◆ **Activity**
This exercise asks for the records to be retyped exactly as they read.

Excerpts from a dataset
────────────────────────────────────────

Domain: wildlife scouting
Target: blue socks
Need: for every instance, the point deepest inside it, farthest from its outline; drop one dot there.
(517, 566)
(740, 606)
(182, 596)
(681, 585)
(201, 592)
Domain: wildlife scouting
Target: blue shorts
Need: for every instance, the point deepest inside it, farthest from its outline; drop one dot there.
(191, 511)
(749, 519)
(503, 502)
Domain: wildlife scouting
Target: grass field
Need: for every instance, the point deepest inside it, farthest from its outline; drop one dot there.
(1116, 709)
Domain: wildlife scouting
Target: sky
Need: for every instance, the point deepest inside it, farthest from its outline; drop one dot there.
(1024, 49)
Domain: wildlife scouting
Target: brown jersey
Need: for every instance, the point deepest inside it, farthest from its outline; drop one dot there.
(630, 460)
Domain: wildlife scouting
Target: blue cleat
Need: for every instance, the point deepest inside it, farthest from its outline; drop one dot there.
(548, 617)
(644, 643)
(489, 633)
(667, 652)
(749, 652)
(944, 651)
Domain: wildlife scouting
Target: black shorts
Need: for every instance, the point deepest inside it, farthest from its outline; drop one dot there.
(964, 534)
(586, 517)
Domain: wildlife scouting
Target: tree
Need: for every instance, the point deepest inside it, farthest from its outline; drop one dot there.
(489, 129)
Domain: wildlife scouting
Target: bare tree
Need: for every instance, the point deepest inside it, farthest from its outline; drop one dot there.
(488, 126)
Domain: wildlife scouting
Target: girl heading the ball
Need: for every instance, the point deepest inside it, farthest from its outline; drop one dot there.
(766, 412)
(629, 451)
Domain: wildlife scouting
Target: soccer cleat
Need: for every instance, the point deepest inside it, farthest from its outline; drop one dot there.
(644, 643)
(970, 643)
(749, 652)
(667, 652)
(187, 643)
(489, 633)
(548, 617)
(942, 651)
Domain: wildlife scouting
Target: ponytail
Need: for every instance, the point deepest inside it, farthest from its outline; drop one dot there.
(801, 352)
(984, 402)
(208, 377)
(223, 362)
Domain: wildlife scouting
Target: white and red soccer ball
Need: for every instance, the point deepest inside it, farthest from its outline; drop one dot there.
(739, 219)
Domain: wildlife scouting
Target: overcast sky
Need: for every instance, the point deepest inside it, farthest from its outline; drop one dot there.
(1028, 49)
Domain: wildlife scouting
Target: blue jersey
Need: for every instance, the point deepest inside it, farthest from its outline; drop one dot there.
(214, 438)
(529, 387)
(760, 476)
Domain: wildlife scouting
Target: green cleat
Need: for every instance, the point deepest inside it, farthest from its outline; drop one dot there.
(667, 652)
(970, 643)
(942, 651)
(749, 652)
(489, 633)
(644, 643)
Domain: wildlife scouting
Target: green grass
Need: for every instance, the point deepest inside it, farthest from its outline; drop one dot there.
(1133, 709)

────────────────────────────────────────

◆ **Exercise result**
Domain: wildlife scouting
Target: blue socks
Need: for every instance, the point deepest inside it, farthest from its outline; drop one dot there.
(517, 566)
(740, 606)
(182, 596)
(681, 585)
(201, 592)
Domain: wildlife scouting
Target: blue shorts
Need: for every instance, the point deepest inside it, farthest from its outline; drop one dot there.
(191, 511)
(749, 519)
(503, 502)
Domain: wildlife scouting
Target: grass field
Need: for every instance, the point deepest inside it, farthest from its outline; drop one dot there.
(1116, 709)
Domain: wildlife scouting
Target: sky
Need: for every instance, the point deepest inside it, farthest from its outline; drop one dot there.
(1024, 49)
Domain: wildlife scouting
Target: brown jersey
Need: for every instance, the point deepest inside it, farthest from its outline; drop one dot there.
(630, 460)
Domain: wildlife scouting
Target: blue cleat
Need: for every instance, the point deepest inside it, farthest from its outline; drop one dot there.
(548, 617)
(644, 643)
(489, 633)
(667, 652)
(749, 652)
(944, 651)
Domain: wildlife scouting
Target: black shorts
Need: for every instance, the point deepest inside it, farthest from its outline; drop one dot there.
(964, 534)
(586, 517)
Domain: wildlife scouting
Target: tree
Need: for every instance, the point deepest inside it, farthest from its outline; drop one dot there.
(489, 129)
Domain: wildlife scouting
Target: bare tree
Need: for every instance, the point deepest inside it, farthest from its outline; drop one dot there.
(488, 126)
Domain: wildlife scouting
Target: girl heading the ball
Need: for every instance, the point deepest inside it, farthest from its outline; drop one dot there.
(766, 412)
(629, 451)
Domain: wildlife scouting
Target: soccer cleat
Need: for every instance, the point deepest inside it, farthest from its outline; drop one dot there.
(644, 643)
(970, 643)
(749, 652)
(667, 652)
(187, 643)
(489, 633)
(548, 617)
(942, 651)
Domain: wildlife scouting
Target: ponytail
Need: for every instance, the point deepest inside it, farthest from its outline; drop one dot there.
(801, 352)
(984, 402)
(208, 377)
(223, 362)
Domain: wildlife scouting
Target: white and red soccer ball
Need: for every instance, the point deepest inside it, farthest from its outline; drop one dot there.
(739, 219)
Domain: wildlife scouting
Target: overcast sky
Need: for every instance, the point deepest inside it, farthest from its outline; drop one dot there.
(1028, 49)
Domain: wildlife scouting
Target: blue jersey
Need: for every instance, the point deepest inside it, farthest from its outline; drop one dot there.
(214, 438)
(529, 387)
(760, 476)
Domain: wildlife scouting
Target: green cleat
Need: for every instance, the point deepest inside it, farthest from its outline; drop one dot there.
(667, 652)
(970, 643)
(942, 651)
(749, 652)
(489, 633)
(644, 643)
Domain: wildlife scouting
Target: green grass
Need: for every instance, the point deepest inside it, farthest from its outline; drop one dot there.
(1133, 709)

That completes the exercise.